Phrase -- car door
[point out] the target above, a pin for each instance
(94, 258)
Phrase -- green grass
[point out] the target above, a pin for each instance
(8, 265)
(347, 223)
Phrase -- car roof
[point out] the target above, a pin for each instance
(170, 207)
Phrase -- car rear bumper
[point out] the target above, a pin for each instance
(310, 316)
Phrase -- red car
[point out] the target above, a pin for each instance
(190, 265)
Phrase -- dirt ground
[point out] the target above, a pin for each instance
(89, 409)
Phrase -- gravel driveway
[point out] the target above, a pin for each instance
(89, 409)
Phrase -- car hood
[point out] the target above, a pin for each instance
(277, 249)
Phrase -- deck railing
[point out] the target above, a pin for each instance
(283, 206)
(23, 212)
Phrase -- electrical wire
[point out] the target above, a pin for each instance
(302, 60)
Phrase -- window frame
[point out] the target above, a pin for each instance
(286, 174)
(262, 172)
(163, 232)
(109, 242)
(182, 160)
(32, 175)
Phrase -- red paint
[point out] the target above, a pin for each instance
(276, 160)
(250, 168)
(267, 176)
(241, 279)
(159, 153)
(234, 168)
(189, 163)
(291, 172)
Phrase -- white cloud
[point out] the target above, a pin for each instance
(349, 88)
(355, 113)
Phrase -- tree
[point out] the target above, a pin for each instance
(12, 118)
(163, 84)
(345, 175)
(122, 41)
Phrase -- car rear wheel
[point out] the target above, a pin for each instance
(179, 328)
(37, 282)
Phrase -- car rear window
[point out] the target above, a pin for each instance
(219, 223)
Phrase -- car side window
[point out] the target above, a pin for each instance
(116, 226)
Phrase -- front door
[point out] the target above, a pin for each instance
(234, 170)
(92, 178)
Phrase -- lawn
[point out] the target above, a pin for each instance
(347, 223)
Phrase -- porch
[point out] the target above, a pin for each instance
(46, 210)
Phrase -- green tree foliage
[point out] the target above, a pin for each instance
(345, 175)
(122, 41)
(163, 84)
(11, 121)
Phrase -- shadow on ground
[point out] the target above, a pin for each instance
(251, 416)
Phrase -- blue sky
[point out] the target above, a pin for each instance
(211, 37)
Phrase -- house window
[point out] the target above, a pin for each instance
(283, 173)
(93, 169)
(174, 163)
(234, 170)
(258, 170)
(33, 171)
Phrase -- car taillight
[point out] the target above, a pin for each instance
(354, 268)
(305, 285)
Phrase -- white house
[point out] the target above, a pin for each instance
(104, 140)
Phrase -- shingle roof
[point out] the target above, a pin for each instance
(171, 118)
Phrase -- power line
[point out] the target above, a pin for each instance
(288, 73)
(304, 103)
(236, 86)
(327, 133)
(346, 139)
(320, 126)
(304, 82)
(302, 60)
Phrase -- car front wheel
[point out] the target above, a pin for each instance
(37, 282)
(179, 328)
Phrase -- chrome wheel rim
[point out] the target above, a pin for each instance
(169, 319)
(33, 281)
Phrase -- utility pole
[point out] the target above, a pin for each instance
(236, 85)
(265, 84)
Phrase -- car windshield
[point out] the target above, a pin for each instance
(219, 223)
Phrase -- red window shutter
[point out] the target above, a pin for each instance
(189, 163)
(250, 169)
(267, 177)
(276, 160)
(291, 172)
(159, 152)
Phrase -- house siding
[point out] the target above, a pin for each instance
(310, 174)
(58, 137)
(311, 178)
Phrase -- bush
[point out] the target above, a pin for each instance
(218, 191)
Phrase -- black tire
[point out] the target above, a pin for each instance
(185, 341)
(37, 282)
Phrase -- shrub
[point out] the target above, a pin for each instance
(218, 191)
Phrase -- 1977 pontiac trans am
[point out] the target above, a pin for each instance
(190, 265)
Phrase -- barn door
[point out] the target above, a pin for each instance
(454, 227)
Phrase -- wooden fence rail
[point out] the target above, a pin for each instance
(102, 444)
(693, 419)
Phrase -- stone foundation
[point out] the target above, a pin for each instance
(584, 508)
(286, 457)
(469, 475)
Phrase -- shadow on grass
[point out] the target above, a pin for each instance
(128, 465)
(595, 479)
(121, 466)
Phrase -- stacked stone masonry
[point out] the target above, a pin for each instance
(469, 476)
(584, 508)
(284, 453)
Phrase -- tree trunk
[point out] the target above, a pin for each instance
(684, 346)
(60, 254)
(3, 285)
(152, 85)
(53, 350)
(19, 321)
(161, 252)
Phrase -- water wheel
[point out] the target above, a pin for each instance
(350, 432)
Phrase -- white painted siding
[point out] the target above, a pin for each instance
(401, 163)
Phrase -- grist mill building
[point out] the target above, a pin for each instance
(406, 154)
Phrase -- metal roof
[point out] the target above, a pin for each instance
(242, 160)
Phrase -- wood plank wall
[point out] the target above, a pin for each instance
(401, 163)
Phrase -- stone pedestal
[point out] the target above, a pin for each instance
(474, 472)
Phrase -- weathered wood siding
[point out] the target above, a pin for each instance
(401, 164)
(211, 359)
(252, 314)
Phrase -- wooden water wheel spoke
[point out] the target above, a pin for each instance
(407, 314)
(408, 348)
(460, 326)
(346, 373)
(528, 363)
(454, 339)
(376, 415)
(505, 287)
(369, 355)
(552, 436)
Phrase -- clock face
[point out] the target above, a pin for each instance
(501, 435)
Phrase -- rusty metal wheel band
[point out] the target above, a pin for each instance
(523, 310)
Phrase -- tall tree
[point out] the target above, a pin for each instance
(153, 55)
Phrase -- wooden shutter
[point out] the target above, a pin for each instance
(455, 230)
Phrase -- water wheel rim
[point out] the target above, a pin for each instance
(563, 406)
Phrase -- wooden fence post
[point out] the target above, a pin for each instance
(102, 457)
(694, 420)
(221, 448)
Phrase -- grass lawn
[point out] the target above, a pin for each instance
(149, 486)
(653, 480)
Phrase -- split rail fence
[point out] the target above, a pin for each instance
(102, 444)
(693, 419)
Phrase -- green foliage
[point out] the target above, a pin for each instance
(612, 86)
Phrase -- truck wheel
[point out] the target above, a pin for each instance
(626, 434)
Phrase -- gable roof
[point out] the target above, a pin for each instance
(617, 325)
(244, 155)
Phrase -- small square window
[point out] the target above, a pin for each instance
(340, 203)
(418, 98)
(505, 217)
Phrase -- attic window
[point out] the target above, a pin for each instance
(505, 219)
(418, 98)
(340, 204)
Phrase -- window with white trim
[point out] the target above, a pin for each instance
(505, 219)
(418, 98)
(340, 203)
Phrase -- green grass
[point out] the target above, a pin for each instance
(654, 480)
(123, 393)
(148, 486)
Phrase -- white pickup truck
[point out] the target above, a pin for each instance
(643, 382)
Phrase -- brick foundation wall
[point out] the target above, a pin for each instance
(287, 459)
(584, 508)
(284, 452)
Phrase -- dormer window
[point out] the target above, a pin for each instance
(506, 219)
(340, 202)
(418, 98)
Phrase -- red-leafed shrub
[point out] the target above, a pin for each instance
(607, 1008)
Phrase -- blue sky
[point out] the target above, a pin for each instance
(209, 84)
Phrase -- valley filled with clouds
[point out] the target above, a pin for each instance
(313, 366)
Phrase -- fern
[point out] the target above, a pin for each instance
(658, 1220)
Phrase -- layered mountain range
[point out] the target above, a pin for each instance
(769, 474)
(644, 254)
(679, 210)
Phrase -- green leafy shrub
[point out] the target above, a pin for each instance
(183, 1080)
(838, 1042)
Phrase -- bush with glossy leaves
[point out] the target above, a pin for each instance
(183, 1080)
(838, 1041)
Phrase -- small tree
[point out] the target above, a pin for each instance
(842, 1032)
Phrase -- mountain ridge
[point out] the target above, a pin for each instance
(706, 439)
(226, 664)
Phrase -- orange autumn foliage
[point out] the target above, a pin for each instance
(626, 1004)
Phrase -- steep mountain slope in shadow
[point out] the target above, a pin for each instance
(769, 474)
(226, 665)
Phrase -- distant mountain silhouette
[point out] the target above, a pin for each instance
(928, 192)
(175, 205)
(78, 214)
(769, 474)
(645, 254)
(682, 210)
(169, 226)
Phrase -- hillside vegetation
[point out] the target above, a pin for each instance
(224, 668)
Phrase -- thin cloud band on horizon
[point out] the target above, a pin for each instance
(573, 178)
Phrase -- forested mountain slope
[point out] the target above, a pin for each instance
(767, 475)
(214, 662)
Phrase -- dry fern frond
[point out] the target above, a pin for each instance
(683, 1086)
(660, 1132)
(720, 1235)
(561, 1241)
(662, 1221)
________________
- _What you need to do_: Recast the records from the line containing "Phrase -- forested mountain slope" through the end of the records as a Markdown table with the columns Row and Record line. Number each non-blank line in Row and put its text in Record line.

- _Response_:
| Row | Record line |
|---|---|
| 1 | Phrase -- forested mountain slope |
| 2 | [point out] the target above, a pin for each instance |
| 3 | (767, 475) |
| 4 | (214, 662) |
| 5 | Phrase -- dry fern frond |
| 6 | [point out] the target above, a pin for each instance |
| 7 | (683, 1086) |
| 8 | (660, 1132) |
| 9 | (720, 1235) |
| 10 | (561, 1241) |
| 11 | (662, 1221) |